**FRAGMENTO SELECCIONADO:**
┄┄┄┄┄┄┄┄┄┄┄┄┄┄┄┄┄┄┄┄

Pasión del Señor: el predicador de la Casa Pontificia define el ateísmo como un lujo
que sólo se pueden permitir los privilegiados y culpa a la élite financiera y económica
mundial de la crisis por la desenfrenada codicia de dinero y la avaricia insaciable
Viernes, 10 abr (RV).- Esta tarde a las cinco, Benedicto XVI ha presidido en la Basílica
Vaticana la celebración de la Pasión de Señor. Durante la Liturgia de la Palabra se
ha leído el pasaje de la Pasión del Señor según san Juan y el predicador de la Casa
Pontificia, padre Raniero Cantalamessa, ha pronunciado la homilía, en la que ha criticado
con firmeza, la causa principal de la infelicidad de los hombres: el rechazo de Dios.
El
predicador ha señalado el pecado como auténtico protagonista del encierro “de la criatura
humana en la mentira y en la injusticia”, de la condena del mismo cosmos material
a la vanidad y a la corrupción y de la causa última de los males sociales que afligen
a la humanidad.

┄┄┄┄┄┄┄┄┄┄┄┄┄┄┄┄┄┄┄┄

(Entradas de señalamiento y etiquetado)
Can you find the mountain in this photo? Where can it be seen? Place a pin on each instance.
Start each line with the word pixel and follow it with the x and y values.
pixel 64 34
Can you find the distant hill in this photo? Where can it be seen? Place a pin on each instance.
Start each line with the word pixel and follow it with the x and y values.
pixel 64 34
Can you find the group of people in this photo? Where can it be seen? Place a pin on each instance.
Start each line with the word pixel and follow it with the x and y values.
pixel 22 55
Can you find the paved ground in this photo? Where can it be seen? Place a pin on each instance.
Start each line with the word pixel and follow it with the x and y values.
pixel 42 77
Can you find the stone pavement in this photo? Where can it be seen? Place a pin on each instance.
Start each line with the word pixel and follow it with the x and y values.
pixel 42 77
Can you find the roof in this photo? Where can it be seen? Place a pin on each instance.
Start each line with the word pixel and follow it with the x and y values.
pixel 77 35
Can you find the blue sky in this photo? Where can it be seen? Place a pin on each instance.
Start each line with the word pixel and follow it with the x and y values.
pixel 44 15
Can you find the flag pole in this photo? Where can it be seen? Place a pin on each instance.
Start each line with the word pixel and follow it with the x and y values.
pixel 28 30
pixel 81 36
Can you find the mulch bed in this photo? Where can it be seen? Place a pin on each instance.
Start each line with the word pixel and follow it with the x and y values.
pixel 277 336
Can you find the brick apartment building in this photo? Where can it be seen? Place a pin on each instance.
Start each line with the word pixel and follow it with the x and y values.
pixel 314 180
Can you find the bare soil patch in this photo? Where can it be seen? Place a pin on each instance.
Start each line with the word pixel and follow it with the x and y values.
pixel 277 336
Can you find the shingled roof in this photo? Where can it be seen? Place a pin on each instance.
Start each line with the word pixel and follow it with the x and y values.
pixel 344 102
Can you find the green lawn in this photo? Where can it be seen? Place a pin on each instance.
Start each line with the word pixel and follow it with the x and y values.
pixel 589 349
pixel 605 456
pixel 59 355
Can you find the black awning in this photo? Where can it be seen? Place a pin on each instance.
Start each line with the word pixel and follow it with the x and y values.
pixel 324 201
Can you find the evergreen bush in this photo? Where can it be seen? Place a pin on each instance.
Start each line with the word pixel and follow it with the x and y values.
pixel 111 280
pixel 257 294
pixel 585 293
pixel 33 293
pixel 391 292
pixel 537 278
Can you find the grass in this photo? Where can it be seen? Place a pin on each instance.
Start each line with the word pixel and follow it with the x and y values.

┄┄┄┄┄┄┄┄┄┄┄┄┄┄┄┄┄┄┄┄

**ENUNCIADO DEL PROBLEMA:** Reproduce sin cambios el fragmento sobre la Pasión del Señor, empezando por "Pasión del Señor: el" y siguiendo hasta "rechazo de Dios.".

**RESPUESTA CORRECTA:**
Pasión del Señor: el predicador de la Casa Pontificia define el ateísmo como un lujo
que sólo se pueden permitir los privilegiados y culpa a la élite financiera y económica
mundial de la crisis por la desenfrenada codicia de dinero y la avaricia insaciable
Viernes, 10 abr (RV).- Esta tarde a las cinco, Benedicto XVI ha presidido en la Basílica
Vaticana la celebración de la Pasión de Señor. Durante la Liturgia de la Palabra se
ha leído el pasaje de la Pasión del Señor según san Juan y el predicador de la Casa
Pontificia, padre Raniero Cantalamessa, ha pronunciado la homilía, en la que ha criticado
con firmeza, la causa principal de la infelicidad de los hombres: el rechazo de Dios.